**To be done:**
Please reproduce the material below, substituting "flower patch" for "wildflower cluster" and leaving everything else unchanged.

Data listing:
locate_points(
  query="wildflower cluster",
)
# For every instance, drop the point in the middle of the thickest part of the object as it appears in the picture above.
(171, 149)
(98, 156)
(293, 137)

**Written answer:**
locate_points(
  query="flower patch",
)
# For every instance, drop the point in the middle of the thickest part of the object as it appears in the picture above.
(171, 149)
(98, 156)
(293, 137)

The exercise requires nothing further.